◆ The request: Rewrite the lines between the one holding "the folding chair?" and the one holding "POLYGON ((178 377, 183", inclusive, switching "folding chair" to "camp stool" and leaving everything else as it is.

◆ Available data:
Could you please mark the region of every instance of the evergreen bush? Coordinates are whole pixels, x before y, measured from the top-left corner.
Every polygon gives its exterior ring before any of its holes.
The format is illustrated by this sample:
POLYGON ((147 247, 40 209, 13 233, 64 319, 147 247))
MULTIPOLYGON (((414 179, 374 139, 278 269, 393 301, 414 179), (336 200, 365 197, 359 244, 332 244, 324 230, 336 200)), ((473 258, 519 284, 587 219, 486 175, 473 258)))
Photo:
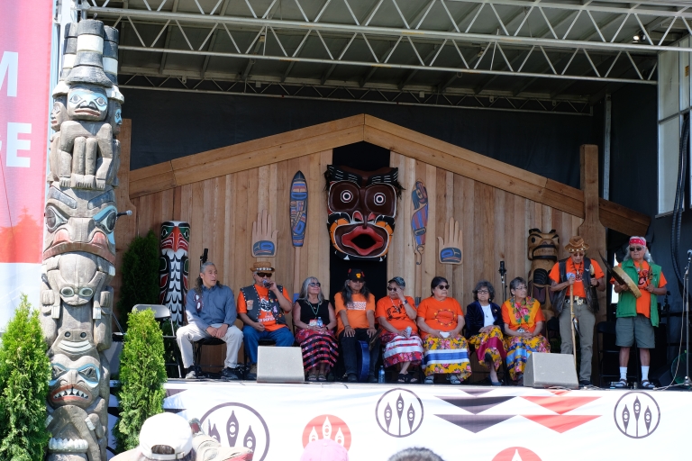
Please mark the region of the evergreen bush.
POLYGON ((131 312, 120 356, 120 420, 114 428, 119 452, 137 447, 144 420, 163 412, 163 352, 154 312, 149 309, 131 312))
POLYGON ((135 304, 159 303, 159 236, 150 230, 145 237, 135 237, 123 255, 120 272, 118 313, 124 315, 135 304))
POLYGON ((47 349, 39 312, 23 294, 0 346, 0 459, 43 459, 50 437, 45 427, 47 349))

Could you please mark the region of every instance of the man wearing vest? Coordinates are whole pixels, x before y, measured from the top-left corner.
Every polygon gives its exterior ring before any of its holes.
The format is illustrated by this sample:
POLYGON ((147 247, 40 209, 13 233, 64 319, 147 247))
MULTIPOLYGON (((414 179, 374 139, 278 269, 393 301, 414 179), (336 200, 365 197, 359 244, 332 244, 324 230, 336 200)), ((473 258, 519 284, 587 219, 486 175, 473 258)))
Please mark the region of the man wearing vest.
POLYGON ((260 339, 273 339, 277 347, 293 345, 293 333, 286 323, 286 312, 293 304, 286 288, 271 280, 274 267, 258 261, 250 268, 255 285, 241 288, 238 294, 238 314, 242 327, 245 351, 250 357, 248 379, 257 379, 257 348, 260 339))
MULTIPOLYGON (((569 239, 565 249, 569 258, 555 263, 550 278, 553 295, 552 308, 560 319, 560 352, 573 354, 571 312, 569 309, 569 287, 574 294, 574 317, 578 325, 581 363, 579 384, 591 385, 591 357, 594 346, 594 325, 598 312, 598 296, 596 290, 606 290, 606 275, 598 263, 586 257, 588 245, 578 236, 569 239)), ((576 337, 575 337, 576 338, 576 337)))
POLYGON ((642 296, 637 299, 626 285, 610 279, 615 292, 619 294, 615 345, 620 347, 620 381, 615 387, 627 387, 630 348, 636 339, 642 362, 641 387, 653 389, 655 386, 649 381, 649 349, 654 348, 653 327, 659 326, 658 295, 666 294, 667 282, 660 266, 653 264, 643 237, 632 237, 629 249, 619 266, 637 284, 642 296))

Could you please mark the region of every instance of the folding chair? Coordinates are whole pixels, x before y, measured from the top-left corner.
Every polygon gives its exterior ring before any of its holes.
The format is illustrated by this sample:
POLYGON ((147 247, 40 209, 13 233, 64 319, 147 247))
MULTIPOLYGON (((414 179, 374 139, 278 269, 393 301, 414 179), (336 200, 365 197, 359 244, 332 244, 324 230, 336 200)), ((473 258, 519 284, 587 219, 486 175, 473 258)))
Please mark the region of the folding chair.
POLYGON ((178 377, 183 377, 183 371, 180 365, 180 351, 178 348, 178 340, 176 339, 176 324, 170 319, 170 311, 168 310, 168 306, 164 306, 162 304, 135 304, 134 307, 132 307, 132 312, 134 312, 139 311, 146 311, 147 309, 150 309, 154 312, 154 319, 156 319, 156 321, 159 322, 159 326, 161 329, 164 348, 167 351, 170 351, 173 356, 173 362, 165 364, 167 374, 168 367, 175 367, 178 370, 178 377), (172 331, 172 334, 170 335, 167 335, 165 333, 165 324, 167 321, 170 323, 170 330, 172 331), (168 348, 167 345, 168 346, 168 348))

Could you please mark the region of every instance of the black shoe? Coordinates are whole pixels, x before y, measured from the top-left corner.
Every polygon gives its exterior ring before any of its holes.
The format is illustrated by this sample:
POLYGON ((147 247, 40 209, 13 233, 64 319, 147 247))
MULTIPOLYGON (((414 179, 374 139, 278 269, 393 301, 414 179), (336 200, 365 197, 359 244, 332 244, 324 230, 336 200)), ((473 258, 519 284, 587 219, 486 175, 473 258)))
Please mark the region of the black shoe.
POLYGON ((221 379, 223 381, 237 381, 238 374, 235 372, 235 368, 229 368, 226 366, 221 372, 221 379))

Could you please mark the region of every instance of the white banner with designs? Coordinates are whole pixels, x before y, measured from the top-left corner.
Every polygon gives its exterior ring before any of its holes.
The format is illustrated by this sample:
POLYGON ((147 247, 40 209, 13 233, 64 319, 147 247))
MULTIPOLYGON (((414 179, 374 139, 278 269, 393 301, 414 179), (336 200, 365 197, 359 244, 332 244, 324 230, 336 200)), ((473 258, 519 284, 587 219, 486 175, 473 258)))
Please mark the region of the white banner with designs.
MULTIPOLYGON (((312 439, 349 459, 426 447, 446 461, 680 459, 692 393, 519 387, 168 383, 164 408, 255 461, 297 461, 312 439)), ((114 416, 112 416, 114 420, 114 416)))

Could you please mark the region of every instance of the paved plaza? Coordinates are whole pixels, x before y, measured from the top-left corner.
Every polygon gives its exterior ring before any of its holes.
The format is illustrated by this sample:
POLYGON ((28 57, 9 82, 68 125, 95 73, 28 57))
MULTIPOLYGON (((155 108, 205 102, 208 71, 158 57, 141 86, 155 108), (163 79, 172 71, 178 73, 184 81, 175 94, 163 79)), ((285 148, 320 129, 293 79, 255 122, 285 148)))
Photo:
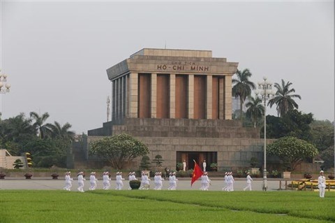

◆ Solution to the exercise:
Could you please mark the region of every instance of the camp stool? Coordinates are whole pixels, x before y, measured from the top-left corner.
Every polygon gives its exterior ring before any of its holes.
The format is illustrated by this sample:
POLYGON ((147 247, 40 209, 13 233, 64 319, 147 247))
MULTIPOLYGON (((414 179, 374 139, 278 269, 393 301, 414 179), (336 200, 365 197, 359 244, 332 244, 324 230, 336 200)), ((473 258, 519 284, 587 219, 486 175, 473 258)))
Please mark the region of the camp stool.
POLYGON ((178 377, 183 377, 183 371, 180 365, 180 351, 178 348, 178 340, 176 339, 176 324, 170 319, 170 311, 168 310, 168 306, 164 306, 162 304, 135 304, 134 307, 132 307, 132 312, 134 312, 139 311, 146 311, 147 309, 150 309, 154 312, 154 319, 156 319, 156 321, 159 322, 159 326, 161 329, 164 348, 167 351, 170 351, 173 356, 173 362, 165 364, 167 374, 168 367, 175 367, 178 370, 178 377), (172 331, 172 334, 170 335, 167 335, 165 333, 165 324, 167 321, 170 323, 170 330, 172 331), (168 348, 167 345, 168 346, 168 348))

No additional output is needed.